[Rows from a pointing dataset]
┄┄┄┄┄┄

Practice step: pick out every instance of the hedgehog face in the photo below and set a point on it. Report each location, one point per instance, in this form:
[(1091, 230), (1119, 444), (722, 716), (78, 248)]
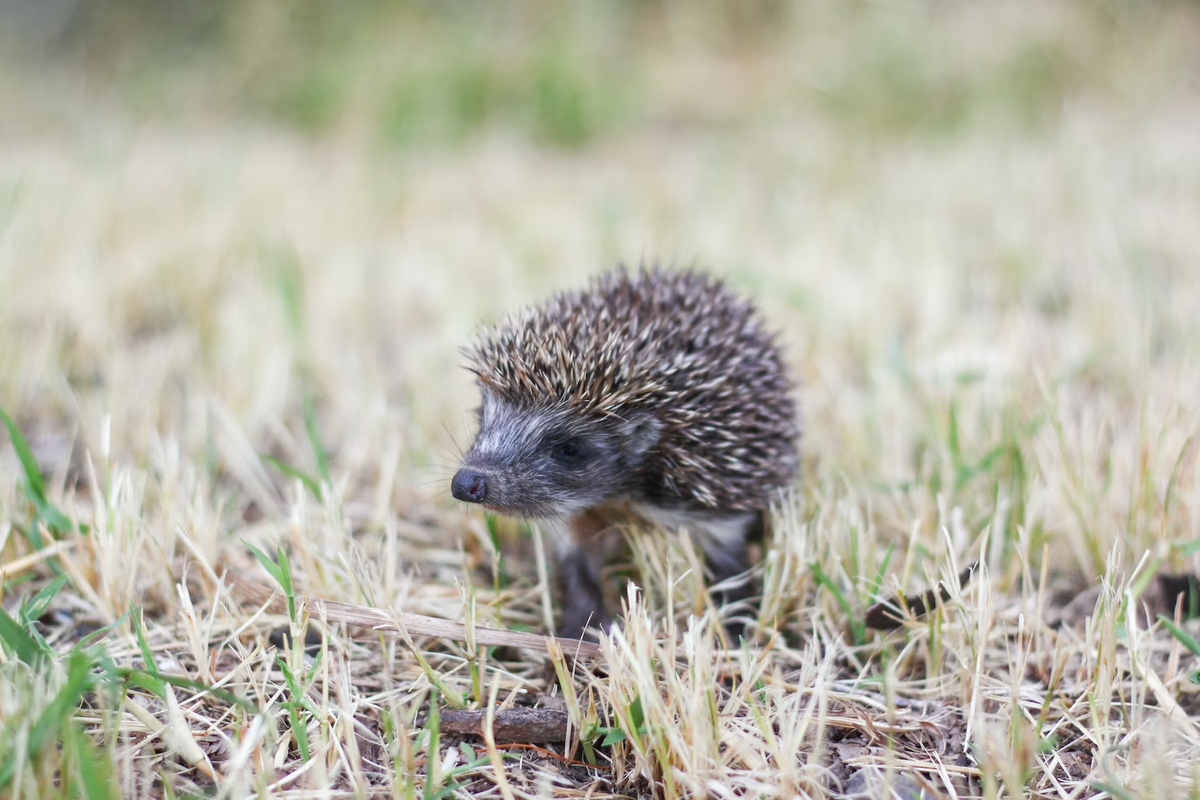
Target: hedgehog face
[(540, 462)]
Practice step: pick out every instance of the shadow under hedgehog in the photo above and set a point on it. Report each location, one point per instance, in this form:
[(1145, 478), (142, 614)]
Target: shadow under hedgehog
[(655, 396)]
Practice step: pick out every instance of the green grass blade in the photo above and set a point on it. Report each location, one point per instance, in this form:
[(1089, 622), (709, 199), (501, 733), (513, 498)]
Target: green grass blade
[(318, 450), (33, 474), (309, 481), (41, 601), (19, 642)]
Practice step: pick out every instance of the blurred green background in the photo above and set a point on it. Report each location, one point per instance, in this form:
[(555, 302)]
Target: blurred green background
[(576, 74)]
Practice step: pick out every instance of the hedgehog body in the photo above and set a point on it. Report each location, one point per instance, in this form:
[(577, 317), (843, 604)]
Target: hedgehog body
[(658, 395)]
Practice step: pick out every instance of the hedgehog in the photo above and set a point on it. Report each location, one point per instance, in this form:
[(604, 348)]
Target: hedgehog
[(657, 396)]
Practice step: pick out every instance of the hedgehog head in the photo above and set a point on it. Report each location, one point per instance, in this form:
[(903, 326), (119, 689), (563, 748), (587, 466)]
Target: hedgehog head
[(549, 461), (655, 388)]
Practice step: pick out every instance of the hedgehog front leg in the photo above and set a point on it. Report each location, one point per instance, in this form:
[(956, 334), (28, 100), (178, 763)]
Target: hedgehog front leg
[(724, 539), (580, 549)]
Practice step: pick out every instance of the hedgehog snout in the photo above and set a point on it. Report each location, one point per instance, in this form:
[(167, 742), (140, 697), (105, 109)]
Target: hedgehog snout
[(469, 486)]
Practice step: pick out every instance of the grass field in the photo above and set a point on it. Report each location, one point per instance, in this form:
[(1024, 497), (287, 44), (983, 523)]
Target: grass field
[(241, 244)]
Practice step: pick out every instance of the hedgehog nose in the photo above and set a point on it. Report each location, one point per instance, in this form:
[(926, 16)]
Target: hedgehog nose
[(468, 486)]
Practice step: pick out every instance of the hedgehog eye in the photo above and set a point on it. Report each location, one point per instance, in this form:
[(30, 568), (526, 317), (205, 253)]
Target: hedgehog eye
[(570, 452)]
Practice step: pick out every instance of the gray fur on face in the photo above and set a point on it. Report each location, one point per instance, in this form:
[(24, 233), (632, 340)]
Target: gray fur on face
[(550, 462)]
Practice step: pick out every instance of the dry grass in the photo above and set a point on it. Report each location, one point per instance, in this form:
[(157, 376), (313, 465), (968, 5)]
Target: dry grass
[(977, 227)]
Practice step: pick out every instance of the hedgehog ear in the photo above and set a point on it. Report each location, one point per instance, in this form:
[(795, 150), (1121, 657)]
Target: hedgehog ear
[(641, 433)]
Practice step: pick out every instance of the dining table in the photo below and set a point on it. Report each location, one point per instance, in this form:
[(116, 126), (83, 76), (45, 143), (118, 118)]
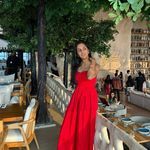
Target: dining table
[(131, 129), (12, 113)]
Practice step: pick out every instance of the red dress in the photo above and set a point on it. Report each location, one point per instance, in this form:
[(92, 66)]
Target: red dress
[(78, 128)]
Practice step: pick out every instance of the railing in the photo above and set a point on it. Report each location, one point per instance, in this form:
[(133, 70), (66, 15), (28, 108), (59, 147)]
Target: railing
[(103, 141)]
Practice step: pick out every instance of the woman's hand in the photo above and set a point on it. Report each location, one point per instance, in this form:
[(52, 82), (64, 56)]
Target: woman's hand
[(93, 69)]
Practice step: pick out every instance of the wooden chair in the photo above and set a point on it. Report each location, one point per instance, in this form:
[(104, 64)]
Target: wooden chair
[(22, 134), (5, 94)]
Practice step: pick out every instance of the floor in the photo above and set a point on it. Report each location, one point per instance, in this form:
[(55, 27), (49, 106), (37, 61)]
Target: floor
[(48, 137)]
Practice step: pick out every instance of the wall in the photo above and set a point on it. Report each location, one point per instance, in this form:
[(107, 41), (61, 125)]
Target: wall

┄┄┄┄┄┄

> _Goal of the exercise_:
Rewrite the entire listing with every "photo" changed to "image" and nothing else altered. Leave the pictures out of your answer.

> _Task solution_:
Practice step: pick out every instance of the hedgehog face in the image below and set a point on it. Report each location, one point per instance, in this form:
[(1091, 230), (1119, 444), (722, 716), (78, 248)]
Target: hedgehog face
[(540, 462)]
Practice step: pick out every instance of the shadow under hedgehog in the image above and set a point on it. Report each location, one point per instance, in this form:
[(1145, 478), (142, 614)]
Target: shadow under hedgehog
[(655, 396)]
Practice step: pick out every instance of the green grass blade in the image above and set a point on it. Report each location, one point per instance, in this form:
[(1089, 622), (709, 199), (501, 733), (513, 498)]
Target: green grass blade
[(318, 450), (33, 474), (309, 481), (41, 601), (19, 642)]
Practice step: pick out every instance of the blurred green background in the image above and set a point on it. Report each location, one point per instance, in this form:
[(555, 302)]
Target: blurred green background
[(576, 74)]
Practice step: pick out every instance of the hedgehog body in the image above and set a point on it. Report each location, one point per instance, in this form:
[(577, 317), (843, 604)]
Target: hedgehog body
[(658, 395)]
Practice step: pick out every instance of the hedgehog in the image above and set a point on it. Report each location, one point per instance, in this form:
[(604, 348)]
Target: hedgehog
[(657, 396)]
Practice step: pick out every instance of the hedgehog head in the image above and set a point on it. Report each location, one point per instance, in this form:
[(903, 326), (119, 689), (563, 748), (587, 466)]
Target: hedgehog head
[(549, 461), (655, 388)]
Practice step: pick out every instance of the hedgehog front leg in the image above and set a point on it. Report each location, one point per instance, in this form:
[(956, 334), (28, 100), (178, 763)]
Target: hedgehog front leg
[(724, 539), (580, 549)]
Practice step: pick out every instance of the hedgehog snout in the image above and set a point on it. Report each location, one point per instance, in this form:
[(167, 742), (140, 697), (105, 109)]
Target: hedgehog snout
[(469, 486)]
Practice step: pick out every instance of the grass field in the image above and set a point on it. Report each location, one point per instance, in this form:
[(1024, 497), (287, 44), (983, 523)]
Target: grass field
[(241, 244)]
Practice step: pick out every instance of the hedgehog nose in the image above and set a point on it. Report each location, one point per instance, in this form:
[(926, 16)]
Target: hedgehog nose
[(468, 486)]
Practice step: pick out every instance of the hedgehog eye in the image above and set a point on it. Report each location, one point per instance, in this form:
[(30, 568), (526, 317), (205, 253)]
Target: hedgehog eye
[(570, 452)]
Practice step: pick out every instance of the gray fur on face in the image above and set a point on it. Report each location, one point per instance, in this form:
[(24, 233), (632, 340)]
Target: gray fur on face
[(550, 462)]
Practice step: pick out every instance of the dry grass in the image above and set a point on it. Report each location, one point per instance, in this form:
[(157, 376), (313, 465), (968, 5)]
Target: dry grass
[(977, 227)]
Practice step: pick out every instance of the hedgehog ear in the image above and set a point on it. Report each location, one point per instance, in this form:
[(795, 150), (1121, 657)]
Target: hedgehog ear
[(641, 433)]
Practice step: pick out every instance of the dining table in the image below and set a point on it. Report each location, one point per instance, in this form:
[(116, 126), (83, 76), (45, 143), (118, 118)]
Target: dining table
[(131, 129), (12, 113)]
Practice step: pick out every instance of the red dress in the image above and set a point on it. Report each location, one point per instance, in this form:
[(92, 66)]
Target: red dress
[(78, 128)]
Practice step: pick out every instance of the railing in the image above and set a point on it. Report each location, one point per instance, in this form:
[(133, 70), (66, 15), (28, 108), (59, 147)]
Target: railing
[(103, 141)]
Practice step: pick out every instance of the woman's hand in the image above and set a point on it. Report each location, one point per instance, in this form:
[(52, 82), (64, 56)]
Target: woman's hand
[(93, 69)]
Practice step: pick out every instance of the wooden chair in the image above and set a point on it. Report each location, one point per instance, in this form:
[(104, 64)]
Target: wooden chair
[(22, 134), (5, 94)]
Practice step: pick out every instance of the floor in the image above and set a point on it. Report each location, one point per instance, in this form:
[(55, 27), (49, 106), (37, 61)]
Target: floor
[(48, 137)]
Practice step: pick out every instance of the wall in the image above and set a point on it. Report each location, one point per instance, in this form:
[(107, 41), (61, 125)]
Target: wall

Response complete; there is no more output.